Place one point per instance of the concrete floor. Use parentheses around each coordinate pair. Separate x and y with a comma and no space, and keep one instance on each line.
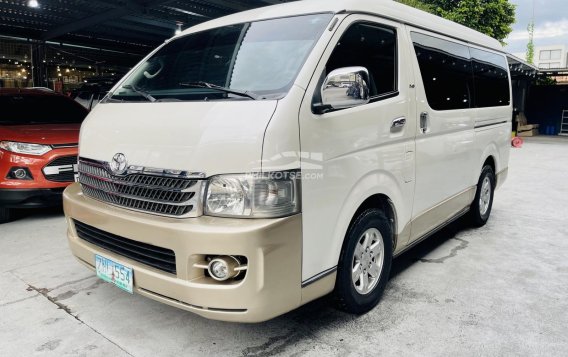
(496,291)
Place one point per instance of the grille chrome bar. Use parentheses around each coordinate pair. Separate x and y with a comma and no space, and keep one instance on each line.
(141,190)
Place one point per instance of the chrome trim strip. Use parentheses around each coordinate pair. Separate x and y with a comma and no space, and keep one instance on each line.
(134,169)
(64,146)
(191,202)
(434,231)
(167,193)
(319,276)
(486,125)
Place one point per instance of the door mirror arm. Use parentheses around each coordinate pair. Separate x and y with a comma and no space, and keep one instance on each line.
(343,88)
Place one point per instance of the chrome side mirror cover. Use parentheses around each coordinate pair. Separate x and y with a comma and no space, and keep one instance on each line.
(346,87)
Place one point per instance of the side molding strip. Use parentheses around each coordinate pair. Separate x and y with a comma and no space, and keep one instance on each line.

========================================================================

● Given request:
Copy out all of the data above word for word, leaving out the pictures.

● Output of the task:
Place one point per instance of the concrete floor. Use parentheses around each coordinate pair. Separate x and y with a comma and no space, and keep one instance on each line.
(496,291)
Place one point per instance of the grille chrome bar. Use parentheses around each coordinate pair. Separate x and y with a comma and no space, and keep one instance on each line.
(141,190)
Place one point per instance of the chrome trim strip. Use parentheses around each coordinate pair. Separate x and y with a comma and no space, and keep one instance on each line.
(134,169)
(64,146)
(191,202)
(434,231)
(167,193)
(319,276)
(486,125)
Place one point per instance of the door mirror arm. Use parentheses around each coordinate pair. Separate x and y with a comma and no space, and keep one instance on each line.
(343,88)
Place one point per instance of the chrome side mirror cover. Use parentheses around each coordinate pair. Separate x and y with a comma and no space, and keep one instance on each line.
(346,87)
Place one point per instance of the side molding strip. Use parentheses around each coordinate pair. Separate x and y with a comma and no space, and keep one instance on each line.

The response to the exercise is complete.